- What needs to be done -
Find every line below where the string "bird" shows up, and copy those lines.

- Provided records -
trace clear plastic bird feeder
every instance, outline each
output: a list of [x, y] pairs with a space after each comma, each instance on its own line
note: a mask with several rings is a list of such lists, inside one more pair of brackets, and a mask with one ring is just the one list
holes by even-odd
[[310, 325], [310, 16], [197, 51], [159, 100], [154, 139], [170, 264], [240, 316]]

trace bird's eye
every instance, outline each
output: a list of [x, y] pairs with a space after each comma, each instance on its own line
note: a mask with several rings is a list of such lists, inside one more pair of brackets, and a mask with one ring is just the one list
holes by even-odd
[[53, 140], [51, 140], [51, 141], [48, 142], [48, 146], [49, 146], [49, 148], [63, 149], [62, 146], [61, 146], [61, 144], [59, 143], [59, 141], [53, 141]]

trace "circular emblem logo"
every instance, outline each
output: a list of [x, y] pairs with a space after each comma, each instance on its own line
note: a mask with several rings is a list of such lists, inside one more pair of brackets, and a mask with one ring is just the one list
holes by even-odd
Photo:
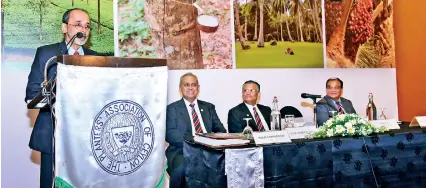
[[96, 115], [90, 141], [93, 156], [103, 170], [128, 175], [149, 158], [154, 147], [154, 129], [141, 105], [117, 100]]

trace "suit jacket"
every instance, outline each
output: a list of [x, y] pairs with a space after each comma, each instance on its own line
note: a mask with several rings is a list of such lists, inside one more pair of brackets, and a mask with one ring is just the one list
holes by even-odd
[[[31, 72], [28, 76], [28, 83], [26, 88], [25, 102], [33, 99], [40, 91], [40, 84], [44, 80], [44, 66], [53, 56], [63, 55], [68, 53], [65, 48], [65, 41], [56, 44], [50, 44], [37, 48], [33, 64], [31, 66]], [[95, 51], [83, 48], [85, 55], [96, 55]], [[65, 52], [65, 53], [64, 53]], [[51, 64], [48, 68], [48, 78], [50, 79], [56, 73], [56, 64]], [[31, 149], [53, 154], [53, 124], [50, 109], [41, 109], [36, 122], [34, 124], [33, 131], [31, 133], [29, 147]]]
[[[319, 126], [324, 124], [328, 119], [332, 117], [332, 114], [330, 113], [330, 111], [336, 111], [337, 113], [337, 107], [335, 106], [332, 100], [333, 99], [331, 99], [330, 97], [325, 96], [318, 101], [317, 123]], [[350, 100], [340, 97], [340, 101], [341, 101], [343, 109], [345, 109], [346, 114], [356, 114], [356, 111]]]
[[[271, 128], [271, 108], [257, 104], [260, 113], [267, 123], [267, 126], [270, 130]], [[247, 125], [246, 120], [243, 118], [251, 118], [249, 121], [249, 126], [253, 129], [253, 131], [259, 131], [256, 126], [256, 122], [254, 117], [251, 115], [250, 110], [247, 108], [246, 104], [243, 102], [236, 107], [232, 108], [228, 112], [228, 130], [230, 133], [240, 133], [243, 132], [244, 128]]]
[[[206, 131], [226, 133], [225, 127], [217, 116], [215, 106], [202, 100], [198, 100], [197, 103]], [[175, 156], [183, 152], [184, 136], [192, 136], [192, 120], [189, 118], [183, 98], [167, 105], [166, 117], [166, 141], [169, 143], [166, 157], [171, 166]]]

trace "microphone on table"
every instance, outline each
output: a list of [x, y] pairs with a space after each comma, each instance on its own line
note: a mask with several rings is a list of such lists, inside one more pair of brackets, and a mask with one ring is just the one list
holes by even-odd
[[312, 99], [313, 100], [313, 102], [314, 102], [314, 120], [313, 120], [313, 122], [316, 125], [316, 127], [318, 128], [317, 106], [316, 106], [316, 103], [317, 103], [317, 98], [321, 98], [321, 95], [314, 95], [314, 94], [302, 93], [300, 96], [302, 98], [304, 98], [304, 99], [308, 98], [308, 99]]
[[307, 99], [307, 98], [309, 98], [309, 99], [321, 98], [321, 95], [314, 95], [314, 94], [308, 94], [308, 93], [302, 93], [300, 96], [302, 98], [304, 98], [304, 99]]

- Solution to this problem -
trace clear plastic bird feeder
trace bird's eye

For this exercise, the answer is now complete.